■ Work request: Exactly as they appear below, repeat the lines from the one with "Format sample: x=74, y=364" through the one with "Format sample: x=56, y=238", and no others.

■ Data under study:
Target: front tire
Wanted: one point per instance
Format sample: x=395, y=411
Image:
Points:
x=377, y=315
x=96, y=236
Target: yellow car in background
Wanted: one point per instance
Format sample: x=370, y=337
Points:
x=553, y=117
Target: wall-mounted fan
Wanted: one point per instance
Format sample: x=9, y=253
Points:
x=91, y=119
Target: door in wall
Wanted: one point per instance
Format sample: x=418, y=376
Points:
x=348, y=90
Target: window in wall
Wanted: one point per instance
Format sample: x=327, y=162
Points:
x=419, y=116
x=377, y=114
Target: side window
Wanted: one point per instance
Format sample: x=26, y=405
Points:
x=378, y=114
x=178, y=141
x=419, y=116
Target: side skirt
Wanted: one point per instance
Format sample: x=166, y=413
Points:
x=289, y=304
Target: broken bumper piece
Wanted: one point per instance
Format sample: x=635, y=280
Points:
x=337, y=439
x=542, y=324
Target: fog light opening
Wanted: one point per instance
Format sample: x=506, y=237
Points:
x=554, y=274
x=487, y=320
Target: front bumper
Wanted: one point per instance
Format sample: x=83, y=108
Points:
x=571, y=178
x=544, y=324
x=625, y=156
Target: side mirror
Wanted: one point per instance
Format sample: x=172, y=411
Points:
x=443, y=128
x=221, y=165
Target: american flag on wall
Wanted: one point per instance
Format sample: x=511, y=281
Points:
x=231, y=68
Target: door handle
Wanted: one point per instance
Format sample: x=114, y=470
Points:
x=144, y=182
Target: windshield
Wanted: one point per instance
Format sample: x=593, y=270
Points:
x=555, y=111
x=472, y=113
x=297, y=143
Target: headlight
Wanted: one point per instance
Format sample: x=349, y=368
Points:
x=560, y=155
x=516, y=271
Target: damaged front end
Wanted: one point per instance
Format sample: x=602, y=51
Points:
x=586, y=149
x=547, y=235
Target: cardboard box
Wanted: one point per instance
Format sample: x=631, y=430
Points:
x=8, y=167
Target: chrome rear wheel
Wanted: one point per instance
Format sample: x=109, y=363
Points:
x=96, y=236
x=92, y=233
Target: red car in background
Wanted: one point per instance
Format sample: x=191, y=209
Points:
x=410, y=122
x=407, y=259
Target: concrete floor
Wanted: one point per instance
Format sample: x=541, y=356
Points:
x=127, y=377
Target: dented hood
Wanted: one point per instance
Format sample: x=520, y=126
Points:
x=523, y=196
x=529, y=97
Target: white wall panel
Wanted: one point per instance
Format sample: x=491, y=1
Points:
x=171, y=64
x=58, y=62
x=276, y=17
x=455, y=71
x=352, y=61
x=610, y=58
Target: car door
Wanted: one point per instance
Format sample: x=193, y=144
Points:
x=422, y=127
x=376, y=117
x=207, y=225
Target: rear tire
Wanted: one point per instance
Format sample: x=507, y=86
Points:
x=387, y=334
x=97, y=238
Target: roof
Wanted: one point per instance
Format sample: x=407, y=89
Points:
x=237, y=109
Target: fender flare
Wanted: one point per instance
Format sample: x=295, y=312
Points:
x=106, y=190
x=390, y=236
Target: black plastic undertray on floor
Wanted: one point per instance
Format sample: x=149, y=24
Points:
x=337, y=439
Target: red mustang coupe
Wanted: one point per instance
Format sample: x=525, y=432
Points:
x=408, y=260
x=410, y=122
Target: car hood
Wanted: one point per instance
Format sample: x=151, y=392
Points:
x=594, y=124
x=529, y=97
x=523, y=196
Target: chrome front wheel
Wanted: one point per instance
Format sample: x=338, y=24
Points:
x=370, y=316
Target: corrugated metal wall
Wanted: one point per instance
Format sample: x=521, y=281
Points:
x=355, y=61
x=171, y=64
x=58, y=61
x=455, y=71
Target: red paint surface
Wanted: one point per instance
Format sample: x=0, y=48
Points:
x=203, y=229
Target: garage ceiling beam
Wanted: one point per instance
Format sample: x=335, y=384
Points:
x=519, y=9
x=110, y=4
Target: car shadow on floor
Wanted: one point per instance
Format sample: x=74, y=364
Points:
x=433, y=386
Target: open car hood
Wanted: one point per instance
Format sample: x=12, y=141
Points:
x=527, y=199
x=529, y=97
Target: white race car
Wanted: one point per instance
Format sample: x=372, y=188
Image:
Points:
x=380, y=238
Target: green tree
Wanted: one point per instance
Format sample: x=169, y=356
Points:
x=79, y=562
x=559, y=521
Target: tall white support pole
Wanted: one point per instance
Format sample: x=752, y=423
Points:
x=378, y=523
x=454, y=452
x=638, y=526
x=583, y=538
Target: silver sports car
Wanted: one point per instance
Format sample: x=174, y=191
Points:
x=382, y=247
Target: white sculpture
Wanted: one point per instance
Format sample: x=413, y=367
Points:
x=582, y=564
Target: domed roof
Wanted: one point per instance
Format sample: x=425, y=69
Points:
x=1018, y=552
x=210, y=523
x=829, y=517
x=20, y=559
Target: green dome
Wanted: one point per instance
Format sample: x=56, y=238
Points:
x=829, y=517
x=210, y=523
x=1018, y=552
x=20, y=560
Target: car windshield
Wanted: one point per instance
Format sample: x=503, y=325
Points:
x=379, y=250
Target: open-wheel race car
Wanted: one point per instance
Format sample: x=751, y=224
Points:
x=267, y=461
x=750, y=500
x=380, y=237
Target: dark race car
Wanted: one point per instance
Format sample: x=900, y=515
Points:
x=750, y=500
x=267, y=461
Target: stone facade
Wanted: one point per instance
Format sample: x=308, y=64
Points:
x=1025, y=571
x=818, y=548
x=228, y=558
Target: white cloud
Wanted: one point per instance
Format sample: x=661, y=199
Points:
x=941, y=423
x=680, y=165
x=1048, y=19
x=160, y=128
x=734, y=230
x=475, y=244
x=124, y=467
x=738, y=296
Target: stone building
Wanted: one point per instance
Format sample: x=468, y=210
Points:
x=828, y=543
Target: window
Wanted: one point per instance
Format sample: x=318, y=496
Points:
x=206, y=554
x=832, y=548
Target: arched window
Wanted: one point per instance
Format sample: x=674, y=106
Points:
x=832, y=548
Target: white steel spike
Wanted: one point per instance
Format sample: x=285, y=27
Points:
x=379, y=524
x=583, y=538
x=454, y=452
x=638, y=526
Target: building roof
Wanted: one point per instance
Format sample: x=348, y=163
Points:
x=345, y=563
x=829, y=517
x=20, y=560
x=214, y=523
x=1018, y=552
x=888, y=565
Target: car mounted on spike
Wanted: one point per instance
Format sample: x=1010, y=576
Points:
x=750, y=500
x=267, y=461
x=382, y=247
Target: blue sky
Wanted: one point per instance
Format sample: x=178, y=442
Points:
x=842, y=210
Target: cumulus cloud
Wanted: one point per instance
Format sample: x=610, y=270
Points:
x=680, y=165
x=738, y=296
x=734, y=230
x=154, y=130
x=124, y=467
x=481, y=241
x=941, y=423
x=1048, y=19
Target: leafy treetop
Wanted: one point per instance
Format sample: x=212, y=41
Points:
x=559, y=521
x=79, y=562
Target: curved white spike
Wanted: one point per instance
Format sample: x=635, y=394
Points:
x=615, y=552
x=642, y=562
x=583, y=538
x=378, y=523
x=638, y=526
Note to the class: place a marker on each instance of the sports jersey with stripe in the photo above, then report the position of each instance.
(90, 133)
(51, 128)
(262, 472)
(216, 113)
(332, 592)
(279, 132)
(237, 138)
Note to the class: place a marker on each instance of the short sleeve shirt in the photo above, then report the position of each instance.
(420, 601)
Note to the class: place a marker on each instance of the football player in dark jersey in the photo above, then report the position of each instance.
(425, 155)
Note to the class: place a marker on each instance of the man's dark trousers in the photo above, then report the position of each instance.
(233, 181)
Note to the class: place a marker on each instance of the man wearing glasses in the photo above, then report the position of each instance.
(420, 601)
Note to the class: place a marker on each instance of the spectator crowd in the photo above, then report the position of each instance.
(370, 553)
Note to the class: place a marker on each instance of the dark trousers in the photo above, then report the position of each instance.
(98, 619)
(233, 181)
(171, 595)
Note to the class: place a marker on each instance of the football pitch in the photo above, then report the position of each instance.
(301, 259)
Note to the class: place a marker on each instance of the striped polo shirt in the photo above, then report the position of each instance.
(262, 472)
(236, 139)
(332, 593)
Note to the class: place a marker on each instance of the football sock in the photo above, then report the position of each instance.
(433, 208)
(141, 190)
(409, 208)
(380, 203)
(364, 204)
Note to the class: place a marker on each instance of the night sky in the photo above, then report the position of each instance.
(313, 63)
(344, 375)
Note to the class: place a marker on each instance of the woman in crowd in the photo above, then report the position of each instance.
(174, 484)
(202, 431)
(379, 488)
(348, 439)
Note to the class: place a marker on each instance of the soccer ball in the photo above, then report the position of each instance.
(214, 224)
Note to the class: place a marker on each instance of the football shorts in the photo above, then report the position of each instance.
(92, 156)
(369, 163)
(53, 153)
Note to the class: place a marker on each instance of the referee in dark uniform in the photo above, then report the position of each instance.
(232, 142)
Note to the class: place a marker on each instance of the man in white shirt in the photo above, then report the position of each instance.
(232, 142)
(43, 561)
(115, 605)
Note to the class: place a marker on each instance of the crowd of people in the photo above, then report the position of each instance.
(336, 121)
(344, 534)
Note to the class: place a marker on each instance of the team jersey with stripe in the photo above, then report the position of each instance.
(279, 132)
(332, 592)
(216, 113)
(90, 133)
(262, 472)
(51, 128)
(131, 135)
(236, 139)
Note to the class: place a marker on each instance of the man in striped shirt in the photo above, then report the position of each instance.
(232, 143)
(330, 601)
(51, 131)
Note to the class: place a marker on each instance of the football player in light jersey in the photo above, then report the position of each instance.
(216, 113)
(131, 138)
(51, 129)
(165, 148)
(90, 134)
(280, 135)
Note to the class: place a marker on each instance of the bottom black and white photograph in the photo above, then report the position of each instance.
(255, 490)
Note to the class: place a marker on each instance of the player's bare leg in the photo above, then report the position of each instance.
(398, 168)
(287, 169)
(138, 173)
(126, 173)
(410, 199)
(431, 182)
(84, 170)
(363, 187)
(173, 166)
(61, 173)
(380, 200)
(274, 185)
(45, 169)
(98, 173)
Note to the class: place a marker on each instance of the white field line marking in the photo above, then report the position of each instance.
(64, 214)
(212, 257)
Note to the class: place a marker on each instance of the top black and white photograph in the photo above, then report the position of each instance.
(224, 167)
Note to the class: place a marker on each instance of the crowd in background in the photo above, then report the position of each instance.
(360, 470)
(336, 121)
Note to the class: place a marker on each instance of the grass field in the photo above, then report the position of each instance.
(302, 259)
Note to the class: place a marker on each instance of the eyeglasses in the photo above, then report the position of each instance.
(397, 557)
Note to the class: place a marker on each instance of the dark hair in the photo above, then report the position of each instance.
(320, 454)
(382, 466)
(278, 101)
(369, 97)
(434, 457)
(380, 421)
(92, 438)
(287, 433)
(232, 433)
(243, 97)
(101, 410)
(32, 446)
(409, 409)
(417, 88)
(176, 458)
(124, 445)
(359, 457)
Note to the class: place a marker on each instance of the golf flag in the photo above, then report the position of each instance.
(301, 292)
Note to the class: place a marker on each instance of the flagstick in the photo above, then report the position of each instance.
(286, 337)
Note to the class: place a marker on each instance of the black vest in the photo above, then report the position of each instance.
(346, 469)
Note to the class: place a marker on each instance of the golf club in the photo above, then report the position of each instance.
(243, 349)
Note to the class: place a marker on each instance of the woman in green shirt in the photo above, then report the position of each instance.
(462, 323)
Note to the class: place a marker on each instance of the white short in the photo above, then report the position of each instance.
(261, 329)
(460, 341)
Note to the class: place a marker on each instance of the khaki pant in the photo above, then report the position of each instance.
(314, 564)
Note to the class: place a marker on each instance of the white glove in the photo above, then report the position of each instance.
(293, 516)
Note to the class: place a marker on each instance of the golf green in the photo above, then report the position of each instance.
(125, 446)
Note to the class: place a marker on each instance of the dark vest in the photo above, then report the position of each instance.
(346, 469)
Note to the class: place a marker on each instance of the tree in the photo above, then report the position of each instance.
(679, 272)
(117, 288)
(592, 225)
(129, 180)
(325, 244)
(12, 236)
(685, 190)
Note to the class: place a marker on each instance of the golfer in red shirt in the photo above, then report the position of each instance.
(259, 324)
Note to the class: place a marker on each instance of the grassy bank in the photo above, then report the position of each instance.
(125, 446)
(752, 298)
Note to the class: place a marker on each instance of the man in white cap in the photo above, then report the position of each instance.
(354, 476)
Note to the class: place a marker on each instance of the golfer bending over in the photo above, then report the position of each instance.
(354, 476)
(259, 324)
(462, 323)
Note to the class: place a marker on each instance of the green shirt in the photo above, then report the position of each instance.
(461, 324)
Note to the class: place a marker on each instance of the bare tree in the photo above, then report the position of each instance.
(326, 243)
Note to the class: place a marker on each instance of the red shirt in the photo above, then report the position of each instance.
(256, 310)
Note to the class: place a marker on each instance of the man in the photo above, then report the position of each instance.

■ Solution:
Format sample: x=74, y=364
Points:
x=433, y=386
Target: open car hood
Wanted: one point per instance
Format sample: x=12, y=141
Points:
x=527, y=199
x=529, y=97
Target: white race car
Wanted: one point per instance
Format sample: x=372, y=188
Image:
Points:
x=380, y=238
Target: green tree
Wanted: one point per instance
Format sample: x=169, y=356
Points:
x=79, y=562
x=559, y=521
Target: tall white support pole
Wanted: one point per instance
Format sample: x=752, y=423
Points:
x=378, y=523
x=454, y=452
x=638, y=526
x=583, y=538
Target: silver sports car
Wanted: one point per instance
Format sample: x=174, y=191
Points:
x=382, y=247
Target: white sculpture
Wanted: one point per instance
Format sample: x=413, y=367
Points:
x=582, y=564
Target: domed roof
Wanted: one point per instance
Format sample: x=425, y=69
Points:
x=1018, y=552
x=210, y=523
x=829, y=517
x=20, y=559
Target: green dome
Wanted: one point per instance
Format sample: x=56, y=238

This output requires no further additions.